This was really interesting, but I'm going to hazard a guess that you're not a musician. One commenter wrote that "getting girls/guys" is a motivator. This is, of course, true, as it is in most fields. One thing no one has mentioned is the love of making music, and the maturity of knowing that stardom is a byproduct; also, I didn't see mention that the love of doing it is sustaining, regardless of outcome. Having a body of work staves off a lot of "what if."

Finally, I think someone mentioned Bach, Brahms, and composers whose work has long outlived them. Some people "get famous" long after they're dead. Lou Reed and Rogers & Hammerstein and Elvis and so many have scored massive hits from beyond the grave.

I will certainly be sending this piece to my students, but what is most interesting about it is the utility of "stardom" as a data point. It's elusive in life, and in death, and in its own definition. I would fall on the floor if I met Tom Waits; my students wouldn't know who that is. I've never known how to reconcile that set of responses, except to try to help my students defend themselves from a concept that is both arbitrary and, as you mentioned with the 27 Club, potentially deadly.

Finally, and I'm sorry for going on, but walk through the Rock and Roll Hall of Fame some time. It is a museum of inadvertently cautionary tales, from John Lennon's bloody glasses to bits of the fuselage on Otis Redding's plane. And all of it gathering dust, as if the story is still being written. Spooky place.
____________
◆ Required task 1
In the comment about musical stardom, what two objects does the writer say are on display at the Rock and Roll Hall of Fame?

◆ Dataset entries
____________
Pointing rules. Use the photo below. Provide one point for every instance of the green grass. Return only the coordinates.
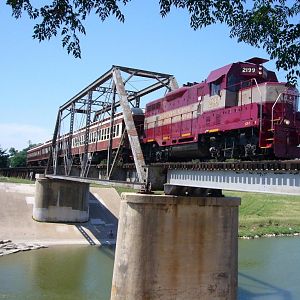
(15, 180)
(263, 214)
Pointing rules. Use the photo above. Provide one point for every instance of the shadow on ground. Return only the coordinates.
(102, 224)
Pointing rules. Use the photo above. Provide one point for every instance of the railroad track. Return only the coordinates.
(278, 166)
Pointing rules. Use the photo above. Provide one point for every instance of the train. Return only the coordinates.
(240, 111)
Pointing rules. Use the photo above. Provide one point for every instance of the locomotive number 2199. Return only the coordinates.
(248, 70)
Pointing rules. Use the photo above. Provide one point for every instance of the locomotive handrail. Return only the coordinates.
(272, 113)
(260, 109)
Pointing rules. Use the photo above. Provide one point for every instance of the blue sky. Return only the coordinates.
(36, 78)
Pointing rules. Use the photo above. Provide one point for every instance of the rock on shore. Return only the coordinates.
(8, 247)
____________
◆ Required task 2
Convert the records into a two-column CSV with the headers request and points, starting at the line that contains "sky. Return only the coordinates." and ending at the last of the records. Write one row for each request, putting its text and its answer each in a single quoted field, with any line breaks replaced by spaces.

◆ Complete answer 1
John Lennon's bloody glasses and bits of the fuselage of Otis Redding's plane.

◆ Complete answer 2
request,points
"Pointing rules. Use the photo above. Provide one point for every instance of the blue sky. Return only the coordinates.","(36, 78)"
"Pointing rules. Use the photo above. Provide one point for every instance of the rock on shore. Return only the coordinates.","(8, 247)"